Document section:
/---

Saturday, October 24, 2009
Depression– January 2009
I feel good in the beginning of January, but by the third day of my period I feel like I am being poisoned. It is the middle of the night and I am lying on my bathroom floor in the fetal position, vomiting for hours. I think, "great, here I am in L.A., lying on the bathroom floor, thousands of miles from my family and no one knows that I am dying." I wonder if I have food poisoning b/c I can’t stop vomiting. My roommate, Samantha, is sleeping and I don 't want to wake her b/c I also think it could just be the flu and I will be fine. Plus, I think, what can anyone do for me in the middle of the night? I also don’t want to face the fact that I could be sick with something worse. I go to see my doctor and tell him I feel like my blood is toxic and that it feels like my period is killing me. He doesn’t really address it, and thinks I do have the flu, and that I should take some Advil and go to bed. It resolves itself and I go back to work at my "day job." When I eat lunch at work I sequester myself in an office that no one uses, face the window and read, but sometimes I fall asleep.

\---

Study questions:
[a] In the January 2009 journal entry, what does the doctor advise after concluding it is the flu?
[b] Continue the January 2009 journal entry from its final sentence.

Material supplied:
/---

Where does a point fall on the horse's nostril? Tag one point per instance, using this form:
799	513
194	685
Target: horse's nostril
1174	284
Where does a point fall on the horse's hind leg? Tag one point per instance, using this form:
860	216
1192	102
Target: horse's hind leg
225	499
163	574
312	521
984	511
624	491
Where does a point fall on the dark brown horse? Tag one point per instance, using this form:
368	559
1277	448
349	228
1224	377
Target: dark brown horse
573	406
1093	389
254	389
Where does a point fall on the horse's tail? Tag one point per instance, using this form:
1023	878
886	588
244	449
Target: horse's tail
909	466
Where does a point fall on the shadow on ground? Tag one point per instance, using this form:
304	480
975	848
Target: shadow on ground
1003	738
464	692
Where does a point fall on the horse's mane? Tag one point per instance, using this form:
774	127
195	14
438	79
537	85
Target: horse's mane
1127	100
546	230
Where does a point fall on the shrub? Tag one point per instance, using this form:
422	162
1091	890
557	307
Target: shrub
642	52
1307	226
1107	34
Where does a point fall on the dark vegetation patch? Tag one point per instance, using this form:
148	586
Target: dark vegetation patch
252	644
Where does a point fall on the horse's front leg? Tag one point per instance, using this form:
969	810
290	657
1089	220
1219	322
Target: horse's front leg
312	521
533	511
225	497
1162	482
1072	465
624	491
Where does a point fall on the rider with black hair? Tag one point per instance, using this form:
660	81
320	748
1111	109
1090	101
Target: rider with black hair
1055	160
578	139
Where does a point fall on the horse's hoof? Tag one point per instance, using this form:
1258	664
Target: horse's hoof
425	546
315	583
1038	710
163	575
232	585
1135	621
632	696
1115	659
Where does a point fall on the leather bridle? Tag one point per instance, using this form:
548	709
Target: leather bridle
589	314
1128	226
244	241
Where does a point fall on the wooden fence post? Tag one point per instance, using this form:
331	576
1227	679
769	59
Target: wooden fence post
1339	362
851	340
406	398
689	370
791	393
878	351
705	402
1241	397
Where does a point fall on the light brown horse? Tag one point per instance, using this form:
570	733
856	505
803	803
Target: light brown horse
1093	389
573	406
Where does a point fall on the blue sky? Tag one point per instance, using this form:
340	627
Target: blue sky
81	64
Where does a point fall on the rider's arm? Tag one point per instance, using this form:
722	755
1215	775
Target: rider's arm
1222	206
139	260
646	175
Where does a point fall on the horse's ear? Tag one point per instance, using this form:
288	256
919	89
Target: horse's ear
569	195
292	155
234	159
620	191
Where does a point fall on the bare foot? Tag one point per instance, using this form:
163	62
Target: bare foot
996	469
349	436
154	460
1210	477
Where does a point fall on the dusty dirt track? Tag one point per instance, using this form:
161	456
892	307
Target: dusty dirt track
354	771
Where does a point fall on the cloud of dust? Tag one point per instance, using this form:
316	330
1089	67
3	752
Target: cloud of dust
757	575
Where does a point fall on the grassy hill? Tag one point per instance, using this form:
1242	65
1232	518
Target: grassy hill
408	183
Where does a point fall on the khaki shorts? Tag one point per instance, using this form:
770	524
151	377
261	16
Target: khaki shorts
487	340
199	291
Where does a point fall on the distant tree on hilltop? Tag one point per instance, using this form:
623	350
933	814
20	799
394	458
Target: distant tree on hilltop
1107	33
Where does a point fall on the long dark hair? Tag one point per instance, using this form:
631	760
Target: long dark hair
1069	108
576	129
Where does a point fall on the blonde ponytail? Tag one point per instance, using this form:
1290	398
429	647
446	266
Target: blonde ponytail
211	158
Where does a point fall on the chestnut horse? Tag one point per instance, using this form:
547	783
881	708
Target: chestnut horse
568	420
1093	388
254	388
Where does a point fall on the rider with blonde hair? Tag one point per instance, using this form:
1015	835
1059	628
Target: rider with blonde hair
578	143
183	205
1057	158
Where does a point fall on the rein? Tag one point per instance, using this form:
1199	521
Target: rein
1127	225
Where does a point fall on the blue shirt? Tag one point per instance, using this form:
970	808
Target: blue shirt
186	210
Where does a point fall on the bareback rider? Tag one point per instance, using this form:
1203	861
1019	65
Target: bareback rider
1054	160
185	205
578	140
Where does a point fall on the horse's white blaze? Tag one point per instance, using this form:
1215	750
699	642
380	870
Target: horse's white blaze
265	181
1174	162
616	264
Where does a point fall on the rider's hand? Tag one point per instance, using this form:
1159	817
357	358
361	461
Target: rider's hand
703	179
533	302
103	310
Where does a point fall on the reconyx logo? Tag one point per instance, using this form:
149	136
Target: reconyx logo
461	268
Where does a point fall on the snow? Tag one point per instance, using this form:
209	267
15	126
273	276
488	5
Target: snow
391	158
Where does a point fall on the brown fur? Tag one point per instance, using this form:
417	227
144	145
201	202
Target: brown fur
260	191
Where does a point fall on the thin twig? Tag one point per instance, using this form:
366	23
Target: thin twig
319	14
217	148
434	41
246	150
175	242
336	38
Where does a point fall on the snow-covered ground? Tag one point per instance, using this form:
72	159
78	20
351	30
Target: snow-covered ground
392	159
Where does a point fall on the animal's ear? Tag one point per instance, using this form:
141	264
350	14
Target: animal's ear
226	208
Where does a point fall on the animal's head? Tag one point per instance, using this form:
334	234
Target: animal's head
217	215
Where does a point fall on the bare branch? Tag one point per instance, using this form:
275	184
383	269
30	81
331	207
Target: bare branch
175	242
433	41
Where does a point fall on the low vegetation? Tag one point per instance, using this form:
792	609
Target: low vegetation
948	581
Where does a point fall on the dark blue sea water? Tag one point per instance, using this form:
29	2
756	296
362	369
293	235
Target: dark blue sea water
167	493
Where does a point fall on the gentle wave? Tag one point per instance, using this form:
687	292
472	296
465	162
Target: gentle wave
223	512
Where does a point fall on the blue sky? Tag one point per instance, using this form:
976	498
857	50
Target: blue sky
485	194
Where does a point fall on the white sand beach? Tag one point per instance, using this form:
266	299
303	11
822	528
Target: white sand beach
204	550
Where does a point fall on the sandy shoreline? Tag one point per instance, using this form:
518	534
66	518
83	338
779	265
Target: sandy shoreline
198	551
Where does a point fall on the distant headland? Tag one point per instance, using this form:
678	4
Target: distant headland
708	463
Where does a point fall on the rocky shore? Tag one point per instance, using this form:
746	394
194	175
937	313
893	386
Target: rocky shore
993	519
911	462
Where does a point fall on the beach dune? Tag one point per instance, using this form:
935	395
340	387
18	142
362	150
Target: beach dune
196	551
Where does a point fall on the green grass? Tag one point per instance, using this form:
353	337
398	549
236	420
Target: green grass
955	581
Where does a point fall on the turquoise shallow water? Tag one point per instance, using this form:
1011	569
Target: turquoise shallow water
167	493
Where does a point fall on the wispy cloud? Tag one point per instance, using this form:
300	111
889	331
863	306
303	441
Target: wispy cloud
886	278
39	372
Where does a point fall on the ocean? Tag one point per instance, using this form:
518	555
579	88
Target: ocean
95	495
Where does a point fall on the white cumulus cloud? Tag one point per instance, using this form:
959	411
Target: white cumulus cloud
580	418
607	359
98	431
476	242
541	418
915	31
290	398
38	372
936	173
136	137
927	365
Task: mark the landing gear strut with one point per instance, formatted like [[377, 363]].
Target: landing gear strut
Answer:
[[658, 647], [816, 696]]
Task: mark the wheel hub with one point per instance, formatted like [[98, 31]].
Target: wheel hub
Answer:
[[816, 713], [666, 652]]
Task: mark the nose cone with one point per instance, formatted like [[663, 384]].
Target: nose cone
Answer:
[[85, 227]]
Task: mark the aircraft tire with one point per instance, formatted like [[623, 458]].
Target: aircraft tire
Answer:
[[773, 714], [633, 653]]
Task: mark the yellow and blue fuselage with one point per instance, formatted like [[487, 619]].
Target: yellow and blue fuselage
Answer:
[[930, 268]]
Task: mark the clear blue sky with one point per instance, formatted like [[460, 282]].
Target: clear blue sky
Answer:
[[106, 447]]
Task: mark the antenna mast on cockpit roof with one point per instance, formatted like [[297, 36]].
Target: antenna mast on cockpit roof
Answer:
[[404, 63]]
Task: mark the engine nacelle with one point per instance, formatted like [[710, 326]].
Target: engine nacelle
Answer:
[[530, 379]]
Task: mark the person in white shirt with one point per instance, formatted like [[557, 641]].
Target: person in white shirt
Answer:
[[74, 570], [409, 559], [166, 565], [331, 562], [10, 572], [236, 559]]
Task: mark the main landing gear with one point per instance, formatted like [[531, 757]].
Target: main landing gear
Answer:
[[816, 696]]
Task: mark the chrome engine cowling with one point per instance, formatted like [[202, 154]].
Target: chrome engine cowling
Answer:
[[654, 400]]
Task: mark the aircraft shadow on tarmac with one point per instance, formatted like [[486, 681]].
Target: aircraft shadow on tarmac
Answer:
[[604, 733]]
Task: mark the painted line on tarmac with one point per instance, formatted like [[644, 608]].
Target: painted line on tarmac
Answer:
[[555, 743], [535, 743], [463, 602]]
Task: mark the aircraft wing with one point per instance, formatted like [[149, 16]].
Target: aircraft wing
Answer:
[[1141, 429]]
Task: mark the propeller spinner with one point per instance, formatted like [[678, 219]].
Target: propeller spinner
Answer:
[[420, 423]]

\---

Task answers:
[a] To take some Advil and go to bed.

[b]
The depression continues; sometimes I cry in my car on my way to work, in the bathroom at work and then on the way home. I finally understand what my sister, Tricia, has been feeling for a very long time. She was depressed and anxious all throughout high school, but I never truly understood what she was going through. I don’t know how she did it, especially at a time when depression and anxiety were even less understood and more of a stigma than they are now. I feel like a monster has taken over my brain, and when I look in the mirror I don’t recognize myself. I am incredibly quick to anger and irritable. I yell at my roommate b/c she makes something to eat before she goes to bed and wakes me. I feel like I go into a “rage,” and I literally see red. I feel like I am one of those zombies in the movie 28 Days Later, and the rage has taken me over.